**PROBLEM DETAILS:**
Lay out the lines of the records as a Markdown table with the columns "Row" and "Line", starting at the line containing "Dear assistant, the user would like the storefront" and continuing through the end of the records, with both ends included. Number the rows consecutively, and leave out any blank lines.

___ GIVEN DATA

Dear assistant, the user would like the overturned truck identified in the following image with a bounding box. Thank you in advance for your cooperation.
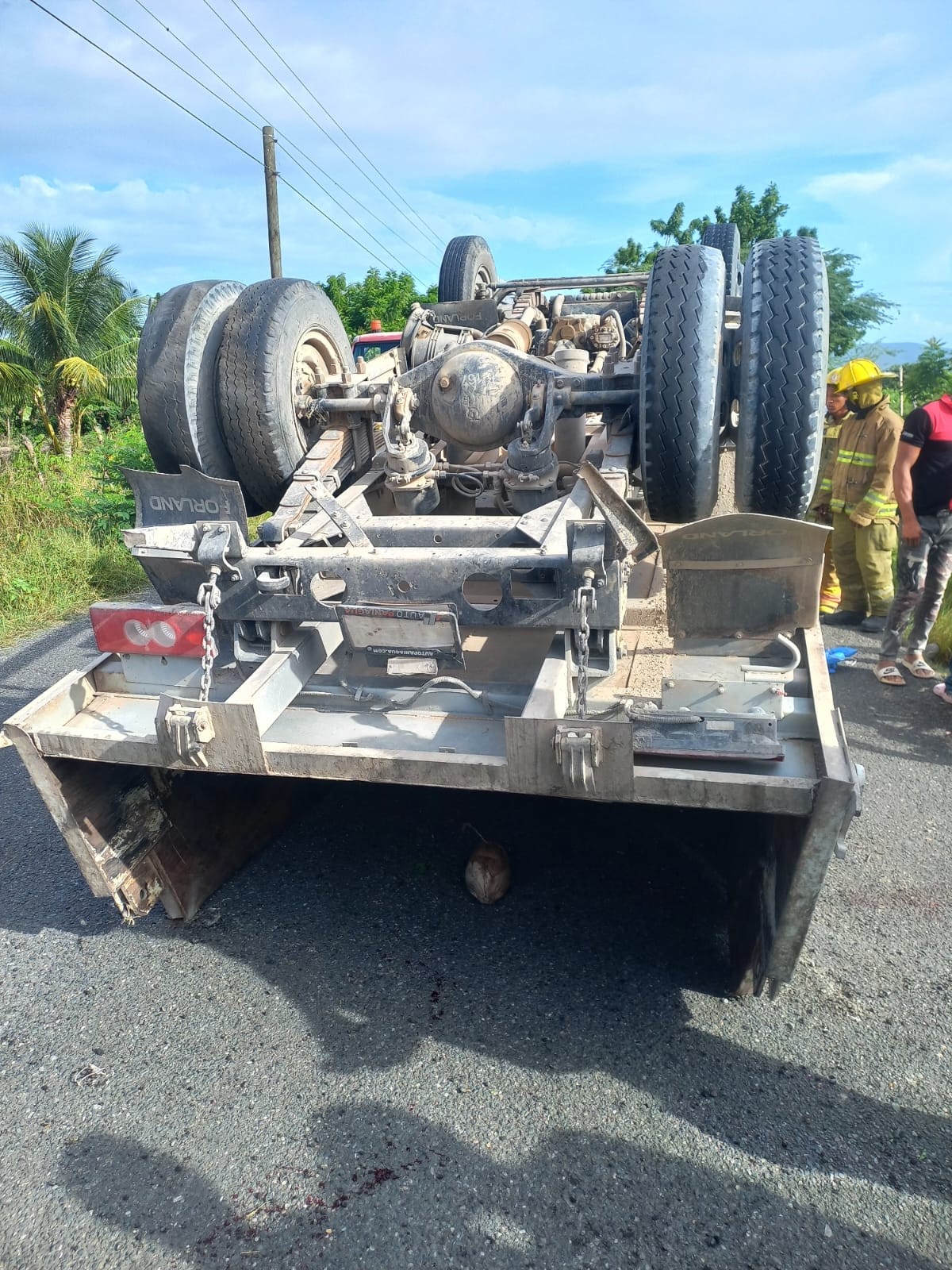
[6,233,861,993]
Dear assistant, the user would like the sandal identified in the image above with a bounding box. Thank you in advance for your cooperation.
[903,652,935,679]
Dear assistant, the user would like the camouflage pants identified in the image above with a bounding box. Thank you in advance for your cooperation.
[881,512,952,658]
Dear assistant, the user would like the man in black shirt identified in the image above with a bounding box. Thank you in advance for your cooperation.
[873,394,952,687]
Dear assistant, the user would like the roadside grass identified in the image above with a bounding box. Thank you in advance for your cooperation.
[0,424,952,665]
[0,425,152,645]
[929,599,952,665]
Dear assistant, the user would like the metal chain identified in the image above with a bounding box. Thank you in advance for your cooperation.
[575,586,595,719]
[198,565,221,701]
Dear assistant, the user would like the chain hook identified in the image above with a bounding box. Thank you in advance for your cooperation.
[198,564,221,701]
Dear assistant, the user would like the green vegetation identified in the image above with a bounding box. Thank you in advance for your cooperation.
[0,423,152,644]
[903,339,952,411]
[603,182,896,357]
[0,225,144,456]
[324,269,436,339]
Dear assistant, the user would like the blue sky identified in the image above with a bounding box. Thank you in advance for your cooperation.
[0,0,952,343]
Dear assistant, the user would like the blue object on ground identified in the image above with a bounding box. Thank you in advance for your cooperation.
[827,645,859,675]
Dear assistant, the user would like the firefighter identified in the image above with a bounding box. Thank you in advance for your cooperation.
[817,357,903,633]
[806,371,849,614]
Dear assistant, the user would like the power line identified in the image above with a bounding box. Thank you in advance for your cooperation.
[231,0,442,246]
[127,0,438,273]
[202,0,440,254]
[29,0,413,276]
[93,0,419,282]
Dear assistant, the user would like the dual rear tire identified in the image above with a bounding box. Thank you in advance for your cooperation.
[639,233,829,522]
[138,278,354,510]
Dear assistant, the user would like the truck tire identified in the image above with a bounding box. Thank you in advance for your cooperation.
[136,281,243,480]
[735,237,830,519]
[639,243,724,522]
[701,222,744,432]
[701,222,744,296]
[436,233,499,303]
[216,278,354,510]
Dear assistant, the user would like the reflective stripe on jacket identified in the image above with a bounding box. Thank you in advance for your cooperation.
[820,398,903,525]
[808,414,853,516]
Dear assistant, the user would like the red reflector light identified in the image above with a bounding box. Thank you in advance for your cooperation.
[89,603,205,658]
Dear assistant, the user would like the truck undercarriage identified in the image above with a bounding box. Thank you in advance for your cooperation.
[6,233,861,993]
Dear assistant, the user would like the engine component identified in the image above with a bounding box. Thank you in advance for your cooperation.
[404,313,482,368]
[552,339,589,375]
[430,343,525,451]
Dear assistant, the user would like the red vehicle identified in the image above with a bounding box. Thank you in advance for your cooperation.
[351,318,404,362]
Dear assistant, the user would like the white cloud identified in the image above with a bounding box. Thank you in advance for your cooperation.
[0,0,952,343]
[804,171,896,201]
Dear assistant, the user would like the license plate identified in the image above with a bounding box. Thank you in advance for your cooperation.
[336,605,466,667]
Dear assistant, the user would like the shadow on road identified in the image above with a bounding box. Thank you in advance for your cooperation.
[60,1103,939,1270]
[4,785,952,1199]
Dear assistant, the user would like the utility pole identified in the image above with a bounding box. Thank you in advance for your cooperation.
[262,123,281,278]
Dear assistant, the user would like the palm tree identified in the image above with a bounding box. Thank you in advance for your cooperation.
[0,225,146,456]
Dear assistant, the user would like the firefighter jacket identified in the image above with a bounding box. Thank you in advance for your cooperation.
[819,398,903,525]
[806,413,853,521]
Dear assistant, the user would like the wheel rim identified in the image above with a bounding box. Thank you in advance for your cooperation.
[476,264,495,300]
[298,330,344,396]
[290,328,344,430]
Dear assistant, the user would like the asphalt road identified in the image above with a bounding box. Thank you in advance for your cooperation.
[0,614,952,1270]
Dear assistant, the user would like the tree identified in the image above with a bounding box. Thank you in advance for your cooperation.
[324,269,436,339]
[601,182,896,357]
[808,244,897,357]
[601,182,789,273]
[0,225,144,456]
[903,339,952,408]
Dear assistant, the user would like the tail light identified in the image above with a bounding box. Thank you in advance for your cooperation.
[89,603,205,658]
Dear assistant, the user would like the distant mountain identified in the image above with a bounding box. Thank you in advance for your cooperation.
[840,341,925,370]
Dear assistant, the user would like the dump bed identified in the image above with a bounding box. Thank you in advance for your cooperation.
[6,452,859,992]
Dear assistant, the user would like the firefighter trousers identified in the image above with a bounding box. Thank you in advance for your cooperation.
[833,512,897,618]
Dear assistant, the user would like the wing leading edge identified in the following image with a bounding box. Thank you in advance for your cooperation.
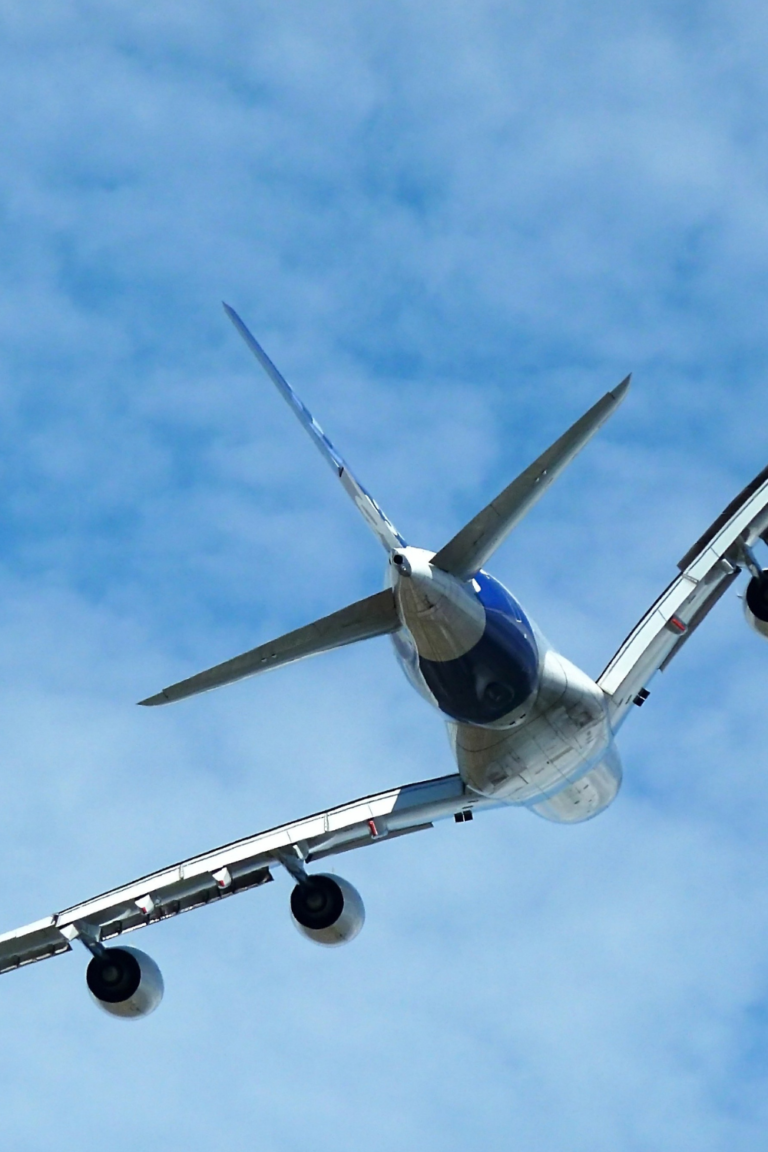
[0,774,496,972]
[598,456,768,728]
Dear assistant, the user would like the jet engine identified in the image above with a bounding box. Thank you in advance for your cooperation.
[85,948,164,1020]
[744,569,768,637]
[290,872,365,946]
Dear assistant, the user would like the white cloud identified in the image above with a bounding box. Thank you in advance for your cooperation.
[0,0,768,1152]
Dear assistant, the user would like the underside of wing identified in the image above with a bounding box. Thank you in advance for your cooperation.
[598,453,768,728]
[139,589,400,706]
[432,376,630,579]
[0,774,485,972]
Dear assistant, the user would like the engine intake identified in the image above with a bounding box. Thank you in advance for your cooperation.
[744,570,768,638]
[85,948,164,1020]
[290,872,365,946]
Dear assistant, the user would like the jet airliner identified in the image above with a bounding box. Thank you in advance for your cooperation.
[0,304,768,1018]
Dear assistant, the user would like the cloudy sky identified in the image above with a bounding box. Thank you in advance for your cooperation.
[0,0,768,1152]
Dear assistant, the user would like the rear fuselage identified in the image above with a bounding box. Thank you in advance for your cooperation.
[388,548,621,823]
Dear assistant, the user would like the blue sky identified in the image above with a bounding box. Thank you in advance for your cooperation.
[0,0,768,1152]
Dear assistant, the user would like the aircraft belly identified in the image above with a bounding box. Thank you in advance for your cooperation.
[450,652,611,804]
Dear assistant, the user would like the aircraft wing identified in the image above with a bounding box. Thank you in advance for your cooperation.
[0,774,485,972]
[139,588,400,707]
[598,468,768,728]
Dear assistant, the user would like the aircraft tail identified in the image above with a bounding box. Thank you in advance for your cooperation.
[223,304,405,552]
[432,376,631,579]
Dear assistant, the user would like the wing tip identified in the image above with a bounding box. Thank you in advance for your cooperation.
[138,690,170,708]
[610,372,632,401]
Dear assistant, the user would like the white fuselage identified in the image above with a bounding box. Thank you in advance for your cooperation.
[388,548,621,823]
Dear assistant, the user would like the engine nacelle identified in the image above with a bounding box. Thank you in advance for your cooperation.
[744,570,768,638]
[85,948,164,1020]
[290,872,365,946]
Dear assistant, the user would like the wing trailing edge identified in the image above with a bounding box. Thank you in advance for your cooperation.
[432,376,631,579]
[139,589,400,706]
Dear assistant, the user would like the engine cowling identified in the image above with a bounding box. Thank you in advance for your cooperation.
[290,872,365,947]
[744,570,768,638]
[85,948,165,1020]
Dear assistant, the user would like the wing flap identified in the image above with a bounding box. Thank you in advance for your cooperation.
[0,774,485,972]
[139,589,400,706]
[432,376,630,579]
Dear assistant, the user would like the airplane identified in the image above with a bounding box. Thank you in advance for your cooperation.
[0,304,768,1018]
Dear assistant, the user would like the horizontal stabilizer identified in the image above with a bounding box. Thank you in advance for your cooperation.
[432,376,630,579]
[139,589,400,705]
[225,304,405,552]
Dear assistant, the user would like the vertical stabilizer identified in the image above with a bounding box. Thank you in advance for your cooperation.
[225,304,405,552]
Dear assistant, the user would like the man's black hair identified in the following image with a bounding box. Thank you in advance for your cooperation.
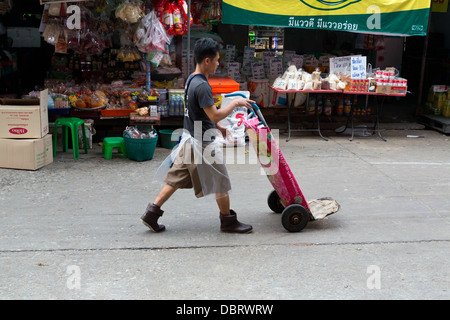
[194,38,221,64]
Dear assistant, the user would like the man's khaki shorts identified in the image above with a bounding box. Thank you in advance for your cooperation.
[164,143,231,198]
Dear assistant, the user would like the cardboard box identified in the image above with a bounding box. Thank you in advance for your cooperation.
[0,90,48,139]
[0,134,53,170]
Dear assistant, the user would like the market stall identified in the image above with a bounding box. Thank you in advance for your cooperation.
[222,0,430,140]
[36,0,218,129]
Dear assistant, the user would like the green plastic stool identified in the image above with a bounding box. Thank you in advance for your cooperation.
[102,137,127,159]
[53,118,87,159]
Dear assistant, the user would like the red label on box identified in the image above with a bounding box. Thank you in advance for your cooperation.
[9,128,28,134]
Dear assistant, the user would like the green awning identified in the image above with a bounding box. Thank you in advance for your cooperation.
[222,0,430,36]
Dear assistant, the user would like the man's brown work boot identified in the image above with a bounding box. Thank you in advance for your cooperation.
[141,203,166,232]
[220,210,253,233]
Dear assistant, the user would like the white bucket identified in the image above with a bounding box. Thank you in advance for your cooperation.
[248,79,270,108]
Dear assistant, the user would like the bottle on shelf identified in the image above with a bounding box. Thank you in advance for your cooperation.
[317,96,323,115]
[336,98,344,116]
[168,95,175,117]
[308,98,316,116]
[344,97,352,116]
[323,98,332,116]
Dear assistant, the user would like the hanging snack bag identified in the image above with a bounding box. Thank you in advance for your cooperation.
[162,1,173,35]
[171,2,183,36]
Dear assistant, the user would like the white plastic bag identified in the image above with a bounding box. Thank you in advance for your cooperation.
[219,91,250,147]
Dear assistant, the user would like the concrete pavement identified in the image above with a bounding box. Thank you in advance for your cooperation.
[0,130,450,300]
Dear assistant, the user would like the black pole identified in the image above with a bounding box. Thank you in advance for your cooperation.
[416,1,433,115]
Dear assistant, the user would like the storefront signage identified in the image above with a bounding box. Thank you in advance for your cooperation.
[222,0,430,36]
[431,0,448,12]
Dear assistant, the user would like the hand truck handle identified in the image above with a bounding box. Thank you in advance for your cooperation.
[225,92,269,127]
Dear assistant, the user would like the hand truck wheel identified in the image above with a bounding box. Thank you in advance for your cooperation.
[267,190,284,213]
[281,204,310,232]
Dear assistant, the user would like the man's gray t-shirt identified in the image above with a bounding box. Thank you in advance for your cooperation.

______

**CORRECT OUTPUT:**
| Row | Line |
|---|---|
| 1 | Dear assistant, the user would like the storefront signage identified in the image above with a bounding box. Thank you in advance for your cooperation. |
| 2 | [222,0,430,36] |
| 3 | [431,0,448,12] |
| 4 | Dear assistant, the user would like the hand truck handle identified in the image above with a bounding box. Thank you in advance for your cooperation. |
| 5 | [225,92,269,127] |
| 6 | Dear assistant, the user would like the hand truck wheel identified in the image above with a bounding box. Thank you in advance for your cooperation. |
| 7 | [267,190,284,213] |
| 8 | [281,204,310,232] |
| 9 | Dear assistant, the user would like the man's gray t-shirt identified in the image above with a bounding box. Thank you in advance for your cooperation. |